** START Records shown **

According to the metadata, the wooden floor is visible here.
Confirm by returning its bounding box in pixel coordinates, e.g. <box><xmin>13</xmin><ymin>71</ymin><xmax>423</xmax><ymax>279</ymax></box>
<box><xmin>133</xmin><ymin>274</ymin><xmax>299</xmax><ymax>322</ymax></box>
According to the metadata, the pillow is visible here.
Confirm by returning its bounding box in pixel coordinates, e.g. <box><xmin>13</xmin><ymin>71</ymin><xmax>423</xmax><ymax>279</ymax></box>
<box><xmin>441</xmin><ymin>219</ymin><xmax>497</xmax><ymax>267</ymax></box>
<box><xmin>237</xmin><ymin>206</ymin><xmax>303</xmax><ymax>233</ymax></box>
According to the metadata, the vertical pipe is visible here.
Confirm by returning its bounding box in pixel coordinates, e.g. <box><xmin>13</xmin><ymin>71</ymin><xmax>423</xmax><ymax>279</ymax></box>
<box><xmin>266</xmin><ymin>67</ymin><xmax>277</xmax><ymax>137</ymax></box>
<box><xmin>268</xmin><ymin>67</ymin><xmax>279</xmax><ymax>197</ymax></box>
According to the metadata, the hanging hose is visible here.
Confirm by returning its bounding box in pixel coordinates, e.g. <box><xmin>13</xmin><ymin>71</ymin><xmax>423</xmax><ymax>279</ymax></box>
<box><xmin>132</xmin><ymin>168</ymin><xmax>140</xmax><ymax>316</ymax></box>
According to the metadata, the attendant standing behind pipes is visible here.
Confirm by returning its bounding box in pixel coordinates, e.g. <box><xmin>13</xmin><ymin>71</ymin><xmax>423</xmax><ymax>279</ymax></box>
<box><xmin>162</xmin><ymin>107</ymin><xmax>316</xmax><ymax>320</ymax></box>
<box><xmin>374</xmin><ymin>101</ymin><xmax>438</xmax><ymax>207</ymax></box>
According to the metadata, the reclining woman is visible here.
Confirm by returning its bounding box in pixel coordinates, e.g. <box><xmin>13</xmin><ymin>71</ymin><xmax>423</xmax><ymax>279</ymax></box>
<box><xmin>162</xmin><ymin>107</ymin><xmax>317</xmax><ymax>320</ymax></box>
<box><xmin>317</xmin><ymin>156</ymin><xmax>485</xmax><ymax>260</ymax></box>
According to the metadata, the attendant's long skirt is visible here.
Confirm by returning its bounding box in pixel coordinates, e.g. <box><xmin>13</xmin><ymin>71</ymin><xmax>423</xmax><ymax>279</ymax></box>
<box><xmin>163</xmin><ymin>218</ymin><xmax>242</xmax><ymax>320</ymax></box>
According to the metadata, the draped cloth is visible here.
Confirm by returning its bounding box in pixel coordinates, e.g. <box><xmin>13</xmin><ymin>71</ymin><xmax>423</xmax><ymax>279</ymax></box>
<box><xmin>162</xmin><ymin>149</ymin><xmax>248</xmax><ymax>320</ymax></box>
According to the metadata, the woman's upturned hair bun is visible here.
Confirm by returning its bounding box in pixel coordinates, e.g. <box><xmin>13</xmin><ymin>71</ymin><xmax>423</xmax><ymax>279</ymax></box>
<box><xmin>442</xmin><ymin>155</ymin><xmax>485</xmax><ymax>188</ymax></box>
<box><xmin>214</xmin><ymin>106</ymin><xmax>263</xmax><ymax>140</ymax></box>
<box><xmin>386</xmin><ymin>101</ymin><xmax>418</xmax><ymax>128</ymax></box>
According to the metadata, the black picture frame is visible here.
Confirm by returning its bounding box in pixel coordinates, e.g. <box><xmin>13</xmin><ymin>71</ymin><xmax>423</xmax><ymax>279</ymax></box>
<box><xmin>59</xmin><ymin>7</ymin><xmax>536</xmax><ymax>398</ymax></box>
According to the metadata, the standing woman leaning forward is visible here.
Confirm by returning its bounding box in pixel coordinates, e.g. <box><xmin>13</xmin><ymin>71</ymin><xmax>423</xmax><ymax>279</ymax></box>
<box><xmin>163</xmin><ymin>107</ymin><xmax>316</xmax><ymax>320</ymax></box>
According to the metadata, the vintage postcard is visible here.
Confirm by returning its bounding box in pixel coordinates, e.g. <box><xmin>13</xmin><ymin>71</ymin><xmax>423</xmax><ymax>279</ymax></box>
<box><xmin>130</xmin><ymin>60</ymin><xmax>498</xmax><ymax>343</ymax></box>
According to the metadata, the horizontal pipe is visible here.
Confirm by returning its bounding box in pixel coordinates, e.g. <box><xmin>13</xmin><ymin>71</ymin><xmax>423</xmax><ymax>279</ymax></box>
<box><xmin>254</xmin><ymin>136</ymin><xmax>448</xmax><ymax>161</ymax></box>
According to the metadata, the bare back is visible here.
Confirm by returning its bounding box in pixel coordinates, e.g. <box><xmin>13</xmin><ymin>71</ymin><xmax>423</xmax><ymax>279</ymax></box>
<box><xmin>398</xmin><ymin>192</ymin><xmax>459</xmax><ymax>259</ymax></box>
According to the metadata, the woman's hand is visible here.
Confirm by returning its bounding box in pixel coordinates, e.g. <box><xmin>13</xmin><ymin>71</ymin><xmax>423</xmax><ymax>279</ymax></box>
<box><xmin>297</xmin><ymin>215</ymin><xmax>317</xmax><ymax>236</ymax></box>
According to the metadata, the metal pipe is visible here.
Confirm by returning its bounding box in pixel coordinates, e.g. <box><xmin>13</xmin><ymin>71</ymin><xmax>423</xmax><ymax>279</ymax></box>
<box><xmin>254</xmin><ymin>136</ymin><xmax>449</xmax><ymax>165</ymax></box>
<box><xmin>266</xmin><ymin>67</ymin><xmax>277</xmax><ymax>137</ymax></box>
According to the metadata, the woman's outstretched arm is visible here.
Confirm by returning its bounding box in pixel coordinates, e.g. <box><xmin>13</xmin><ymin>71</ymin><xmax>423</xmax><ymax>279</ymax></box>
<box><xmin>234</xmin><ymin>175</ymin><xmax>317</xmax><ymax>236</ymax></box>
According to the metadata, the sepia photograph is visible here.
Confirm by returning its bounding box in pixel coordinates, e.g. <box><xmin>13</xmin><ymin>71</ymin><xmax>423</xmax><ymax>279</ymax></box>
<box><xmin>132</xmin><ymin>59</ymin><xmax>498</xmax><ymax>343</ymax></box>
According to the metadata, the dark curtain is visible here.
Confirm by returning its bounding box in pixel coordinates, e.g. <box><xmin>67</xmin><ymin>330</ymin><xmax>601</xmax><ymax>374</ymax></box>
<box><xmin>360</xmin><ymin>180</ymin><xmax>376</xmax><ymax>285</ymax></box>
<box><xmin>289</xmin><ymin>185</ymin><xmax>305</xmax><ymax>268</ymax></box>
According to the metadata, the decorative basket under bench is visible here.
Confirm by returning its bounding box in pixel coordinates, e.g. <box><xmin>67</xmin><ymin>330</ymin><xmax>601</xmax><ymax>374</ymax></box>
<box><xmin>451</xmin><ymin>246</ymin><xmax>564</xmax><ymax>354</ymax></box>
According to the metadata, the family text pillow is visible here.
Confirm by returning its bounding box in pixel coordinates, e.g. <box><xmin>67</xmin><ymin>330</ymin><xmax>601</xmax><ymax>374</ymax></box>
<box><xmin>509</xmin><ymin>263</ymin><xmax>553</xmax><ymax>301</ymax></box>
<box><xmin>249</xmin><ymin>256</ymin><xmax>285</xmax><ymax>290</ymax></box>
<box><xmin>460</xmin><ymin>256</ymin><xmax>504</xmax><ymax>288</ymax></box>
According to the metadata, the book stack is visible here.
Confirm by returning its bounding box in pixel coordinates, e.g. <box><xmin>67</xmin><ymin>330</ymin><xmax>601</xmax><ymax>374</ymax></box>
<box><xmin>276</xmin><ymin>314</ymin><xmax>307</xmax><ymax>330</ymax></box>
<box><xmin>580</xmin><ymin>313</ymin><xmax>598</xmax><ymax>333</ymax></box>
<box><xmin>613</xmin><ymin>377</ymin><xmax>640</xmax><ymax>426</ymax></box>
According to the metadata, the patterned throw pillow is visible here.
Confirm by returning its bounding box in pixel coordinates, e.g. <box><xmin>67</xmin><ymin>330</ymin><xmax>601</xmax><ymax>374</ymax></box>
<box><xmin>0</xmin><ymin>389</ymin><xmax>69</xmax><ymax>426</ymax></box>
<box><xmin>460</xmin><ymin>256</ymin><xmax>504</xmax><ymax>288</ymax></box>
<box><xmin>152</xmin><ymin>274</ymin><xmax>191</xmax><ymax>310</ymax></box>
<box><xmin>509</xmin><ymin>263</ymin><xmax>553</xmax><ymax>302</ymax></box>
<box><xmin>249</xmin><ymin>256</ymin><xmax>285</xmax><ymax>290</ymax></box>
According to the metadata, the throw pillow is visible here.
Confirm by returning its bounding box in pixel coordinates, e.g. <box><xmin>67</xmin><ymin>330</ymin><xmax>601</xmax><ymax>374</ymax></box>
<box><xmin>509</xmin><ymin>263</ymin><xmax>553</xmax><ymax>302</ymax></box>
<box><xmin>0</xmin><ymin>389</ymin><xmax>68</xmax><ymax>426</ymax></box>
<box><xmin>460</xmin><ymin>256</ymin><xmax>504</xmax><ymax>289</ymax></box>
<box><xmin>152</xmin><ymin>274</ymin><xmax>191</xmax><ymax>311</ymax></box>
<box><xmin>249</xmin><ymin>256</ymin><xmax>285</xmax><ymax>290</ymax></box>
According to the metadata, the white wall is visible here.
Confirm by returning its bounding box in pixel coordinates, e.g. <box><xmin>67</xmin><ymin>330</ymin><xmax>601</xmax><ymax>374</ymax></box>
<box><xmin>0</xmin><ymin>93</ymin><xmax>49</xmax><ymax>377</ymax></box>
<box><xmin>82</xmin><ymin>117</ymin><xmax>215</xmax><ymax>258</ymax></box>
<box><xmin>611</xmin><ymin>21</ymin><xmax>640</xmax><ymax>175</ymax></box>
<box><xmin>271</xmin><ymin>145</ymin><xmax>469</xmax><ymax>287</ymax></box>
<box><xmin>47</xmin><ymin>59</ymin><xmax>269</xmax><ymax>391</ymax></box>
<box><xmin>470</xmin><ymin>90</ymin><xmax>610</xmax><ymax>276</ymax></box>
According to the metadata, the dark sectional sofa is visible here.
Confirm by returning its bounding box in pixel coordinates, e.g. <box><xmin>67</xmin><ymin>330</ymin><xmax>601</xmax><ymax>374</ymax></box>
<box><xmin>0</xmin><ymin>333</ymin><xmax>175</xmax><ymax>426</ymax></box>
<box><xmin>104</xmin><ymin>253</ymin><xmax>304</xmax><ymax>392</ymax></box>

** END Records shown **

Exercise objective ->
Select every line in the listing above that contains the string "woman". Case counts.

Correct result ->
According to the metadata, the reclining woman is visible here.
According to the metadata, the woman's upturned hair bun is visible here.
According to the metadata, the standing woman leaning forward is visible here.
According to the metadata, the woman's hand is visible here.
According to the metadata, the woman's outstretched arm is visible here.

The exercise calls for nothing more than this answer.